__WHAT YOU ARE ASKED TO DO__.
Based on the abstract on amorphous silicon below, decide whether each statement agrees with it: (a) Pressure-amorphized silicon was among the materials examined. (b) Some of the fitted models are true continuous random networks. (c) The annealed materials contain more paracrystalline ordered regions than the as-prepared samples. For each, answer yes or no and quote the words of the abstract that decide it.

Medium-range order in amorphous silicon investigated by constrained structural relaxation of two-body and four-body electron diffraction data

Konstantin Borisenko, Bianca Haberl, Amelia Liu, Yixin Chen, Guoqiang Li, James Williams, Jodie Bradby, David Cockayne, Michael Treacy

    Research output: Contribution to journalArticleResearchpeer-review

    26 Citations (Scopus)

    Abstract

    The structures of four types of amorphous silicon are examined by an experimentally constrained structural relaxation method (ECSR). Experimental selected area electron diffraction data and fluctuation electron microscopy normalized diffraction variance data were used as constraints to guide a Monte Carlo relaxation procedure towards best fit models. A Tersoff potential was also used to further restrict the space of possible solutions. The materials examined were self-ion-implanted silicon and pressure-amorphized silicon, both in their as-prepared and thermally annealed states. In the fitted models for these materials regions containing two types of medium-range order were identified. One type involves formation of paracrystallites with cubic and hexagonal structures, where both short-range crystalline and medium-range order are present. The other type of medium-range order appears in the form of extended crystalline planes without associated short-range crystalline order. These two types can coexist. It is observed that the best fit models for both as-prepared samples contain approximately 10-15 paracrystalline ordered regions, reducing to about 5-10 in the annealed materials. None of the models are true continuous random networks. We conclude that, with long computational times and with a suitable potential function, the ECSR procedure provides a powerful, although at present semi-quantitative, tool for determining the structural form of medium-range order in thin amorphous materials.

[Object point labels]
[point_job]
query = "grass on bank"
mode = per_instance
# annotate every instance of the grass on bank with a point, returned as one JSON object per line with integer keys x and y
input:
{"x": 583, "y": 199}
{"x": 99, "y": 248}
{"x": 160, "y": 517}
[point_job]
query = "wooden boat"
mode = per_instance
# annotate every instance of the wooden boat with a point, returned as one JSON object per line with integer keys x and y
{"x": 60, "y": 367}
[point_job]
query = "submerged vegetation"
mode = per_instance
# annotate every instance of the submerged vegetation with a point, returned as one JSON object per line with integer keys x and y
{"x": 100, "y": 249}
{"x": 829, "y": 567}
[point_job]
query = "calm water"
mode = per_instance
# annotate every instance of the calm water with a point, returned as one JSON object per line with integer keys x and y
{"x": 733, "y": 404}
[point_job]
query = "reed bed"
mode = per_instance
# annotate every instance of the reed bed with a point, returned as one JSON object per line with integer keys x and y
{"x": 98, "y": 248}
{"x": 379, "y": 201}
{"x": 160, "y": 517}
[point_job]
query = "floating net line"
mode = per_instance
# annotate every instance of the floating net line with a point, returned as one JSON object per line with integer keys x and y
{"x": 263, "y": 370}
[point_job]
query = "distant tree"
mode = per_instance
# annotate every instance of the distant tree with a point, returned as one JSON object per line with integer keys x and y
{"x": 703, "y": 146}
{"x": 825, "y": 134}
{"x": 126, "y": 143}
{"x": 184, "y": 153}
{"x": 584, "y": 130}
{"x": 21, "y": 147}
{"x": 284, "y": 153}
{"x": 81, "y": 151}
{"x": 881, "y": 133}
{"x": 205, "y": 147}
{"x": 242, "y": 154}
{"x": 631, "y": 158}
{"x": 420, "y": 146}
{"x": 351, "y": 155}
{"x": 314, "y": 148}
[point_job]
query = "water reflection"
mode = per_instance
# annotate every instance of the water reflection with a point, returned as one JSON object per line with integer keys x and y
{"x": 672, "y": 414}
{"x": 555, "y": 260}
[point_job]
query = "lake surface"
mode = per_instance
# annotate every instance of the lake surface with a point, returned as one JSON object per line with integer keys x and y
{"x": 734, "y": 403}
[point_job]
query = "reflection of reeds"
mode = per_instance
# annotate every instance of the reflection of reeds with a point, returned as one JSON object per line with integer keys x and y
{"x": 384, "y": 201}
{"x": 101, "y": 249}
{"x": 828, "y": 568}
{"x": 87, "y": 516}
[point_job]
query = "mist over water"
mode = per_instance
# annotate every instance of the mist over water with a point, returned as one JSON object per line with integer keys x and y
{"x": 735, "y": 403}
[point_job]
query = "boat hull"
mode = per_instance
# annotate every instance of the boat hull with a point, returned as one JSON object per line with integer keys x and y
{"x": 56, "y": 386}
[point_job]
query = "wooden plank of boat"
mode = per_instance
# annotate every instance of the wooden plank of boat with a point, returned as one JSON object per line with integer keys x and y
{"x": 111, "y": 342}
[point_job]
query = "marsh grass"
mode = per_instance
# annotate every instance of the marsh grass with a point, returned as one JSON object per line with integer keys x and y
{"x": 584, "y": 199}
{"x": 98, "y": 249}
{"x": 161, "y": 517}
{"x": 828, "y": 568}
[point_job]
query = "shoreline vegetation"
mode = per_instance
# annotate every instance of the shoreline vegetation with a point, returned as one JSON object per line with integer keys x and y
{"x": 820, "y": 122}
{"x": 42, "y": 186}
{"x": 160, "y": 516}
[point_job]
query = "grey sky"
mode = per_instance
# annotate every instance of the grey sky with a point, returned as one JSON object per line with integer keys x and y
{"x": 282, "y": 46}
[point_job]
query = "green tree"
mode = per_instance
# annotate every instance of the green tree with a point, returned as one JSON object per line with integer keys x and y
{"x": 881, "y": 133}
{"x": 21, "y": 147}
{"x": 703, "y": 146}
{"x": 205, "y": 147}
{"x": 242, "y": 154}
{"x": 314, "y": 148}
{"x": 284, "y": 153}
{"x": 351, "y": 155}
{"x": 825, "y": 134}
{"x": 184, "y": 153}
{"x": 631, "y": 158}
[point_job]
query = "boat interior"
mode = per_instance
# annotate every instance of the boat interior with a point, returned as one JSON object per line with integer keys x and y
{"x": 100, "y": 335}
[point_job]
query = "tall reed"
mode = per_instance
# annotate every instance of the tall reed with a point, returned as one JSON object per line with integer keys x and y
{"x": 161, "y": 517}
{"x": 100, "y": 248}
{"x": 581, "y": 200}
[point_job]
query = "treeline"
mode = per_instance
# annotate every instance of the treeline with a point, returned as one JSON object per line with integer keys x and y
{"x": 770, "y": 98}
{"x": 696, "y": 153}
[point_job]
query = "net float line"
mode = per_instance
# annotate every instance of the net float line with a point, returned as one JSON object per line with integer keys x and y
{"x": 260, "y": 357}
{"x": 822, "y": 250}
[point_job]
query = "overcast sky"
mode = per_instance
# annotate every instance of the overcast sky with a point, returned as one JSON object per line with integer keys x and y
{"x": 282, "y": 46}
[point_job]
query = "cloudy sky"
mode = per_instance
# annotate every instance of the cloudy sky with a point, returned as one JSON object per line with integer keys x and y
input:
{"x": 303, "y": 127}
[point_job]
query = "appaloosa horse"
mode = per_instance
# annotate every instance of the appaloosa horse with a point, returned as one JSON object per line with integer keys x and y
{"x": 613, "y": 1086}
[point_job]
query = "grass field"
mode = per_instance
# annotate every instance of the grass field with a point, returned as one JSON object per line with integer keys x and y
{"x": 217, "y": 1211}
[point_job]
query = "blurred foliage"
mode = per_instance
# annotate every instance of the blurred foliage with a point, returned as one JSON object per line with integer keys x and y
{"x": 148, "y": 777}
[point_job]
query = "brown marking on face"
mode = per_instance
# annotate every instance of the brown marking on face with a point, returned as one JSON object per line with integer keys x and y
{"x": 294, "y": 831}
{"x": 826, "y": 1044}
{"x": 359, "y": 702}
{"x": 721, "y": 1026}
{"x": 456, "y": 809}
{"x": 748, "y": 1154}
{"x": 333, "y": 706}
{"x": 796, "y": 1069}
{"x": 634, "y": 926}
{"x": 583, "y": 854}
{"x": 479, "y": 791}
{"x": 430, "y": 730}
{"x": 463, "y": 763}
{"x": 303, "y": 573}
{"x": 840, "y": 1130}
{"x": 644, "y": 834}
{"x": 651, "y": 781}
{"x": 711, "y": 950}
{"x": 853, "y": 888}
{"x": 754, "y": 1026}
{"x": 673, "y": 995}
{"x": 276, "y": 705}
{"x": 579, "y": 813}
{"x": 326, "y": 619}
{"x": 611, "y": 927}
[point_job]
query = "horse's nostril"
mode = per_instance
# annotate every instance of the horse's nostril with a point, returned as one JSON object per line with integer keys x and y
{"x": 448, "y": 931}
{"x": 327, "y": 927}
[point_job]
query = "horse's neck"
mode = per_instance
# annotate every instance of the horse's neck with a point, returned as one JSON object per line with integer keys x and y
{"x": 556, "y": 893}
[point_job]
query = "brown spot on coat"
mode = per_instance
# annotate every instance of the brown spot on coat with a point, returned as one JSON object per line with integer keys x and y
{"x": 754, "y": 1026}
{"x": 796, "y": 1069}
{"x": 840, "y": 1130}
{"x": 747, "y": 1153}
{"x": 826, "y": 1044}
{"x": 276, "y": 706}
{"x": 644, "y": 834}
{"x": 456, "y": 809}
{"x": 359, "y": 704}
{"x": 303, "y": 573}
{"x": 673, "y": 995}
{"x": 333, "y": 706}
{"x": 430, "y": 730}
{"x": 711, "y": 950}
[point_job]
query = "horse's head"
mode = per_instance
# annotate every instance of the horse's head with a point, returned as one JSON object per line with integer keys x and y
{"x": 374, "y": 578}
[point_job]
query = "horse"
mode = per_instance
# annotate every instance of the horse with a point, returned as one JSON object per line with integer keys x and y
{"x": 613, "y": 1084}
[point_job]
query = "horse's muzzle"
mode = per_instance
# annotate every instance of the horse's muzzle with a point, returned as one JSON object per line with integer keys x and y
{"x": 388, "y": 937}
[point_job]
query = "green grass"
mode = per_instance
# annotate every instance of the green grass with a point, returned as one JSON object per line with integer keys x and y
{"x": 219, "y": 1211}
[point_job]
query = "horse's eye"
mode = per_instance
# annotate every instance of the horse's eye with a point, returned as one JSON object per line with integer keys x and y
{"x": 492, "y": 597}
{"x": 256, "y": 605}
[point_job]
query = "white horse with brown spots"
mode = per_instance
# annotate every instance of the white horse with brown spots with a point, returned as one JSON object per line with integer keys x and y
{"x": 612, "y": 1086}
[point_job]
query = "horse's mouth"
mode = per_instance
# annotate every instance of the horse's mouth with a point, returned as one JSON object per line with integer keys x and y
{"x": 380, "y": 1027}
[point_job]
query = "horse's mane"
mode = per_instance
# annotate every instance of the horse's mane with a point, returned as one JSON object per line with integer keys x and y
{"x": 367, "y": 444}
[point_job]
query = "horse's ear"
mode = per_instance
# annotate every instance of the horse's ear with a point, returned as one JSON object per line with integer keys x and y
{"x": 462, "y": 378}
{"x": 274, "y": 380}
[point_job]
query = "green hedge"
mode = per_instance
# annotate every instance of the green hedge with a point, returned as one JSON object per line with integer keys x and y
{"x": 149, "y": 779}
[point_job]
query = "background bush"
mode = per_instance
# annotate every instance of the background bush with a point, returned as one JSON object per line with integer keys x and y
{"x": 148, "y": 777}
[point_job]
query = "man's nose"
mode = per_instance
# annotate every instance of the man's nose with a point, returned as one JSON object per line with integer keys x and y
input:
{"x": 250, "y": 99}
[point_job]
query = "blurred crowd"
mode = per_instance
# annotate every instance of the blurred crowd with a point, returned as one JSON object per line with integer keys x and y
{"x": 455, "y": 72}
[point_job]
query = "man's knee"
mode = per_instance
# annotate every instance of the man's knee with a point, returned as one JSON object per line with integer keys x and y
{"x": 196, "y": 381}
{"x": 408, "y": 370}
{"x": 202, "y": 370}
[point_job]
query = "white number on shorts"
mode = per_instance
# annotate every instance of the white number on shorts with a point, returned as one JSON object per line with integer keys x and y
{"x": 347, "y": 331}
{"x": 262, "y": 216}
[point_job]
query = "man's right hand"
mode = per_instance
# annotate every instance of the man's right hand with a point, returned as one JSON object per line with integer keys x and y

__SOLUTION__.
(a) Yes: "The materials examined were self-ion-implanted silicon and pressure-amorphized silicon"
(b) No: "None of the models are true continuous random networks."
(c) No: "approximately 10-15 paracrystalline ordered regions, reducing to about 5-10 in the annealed materials"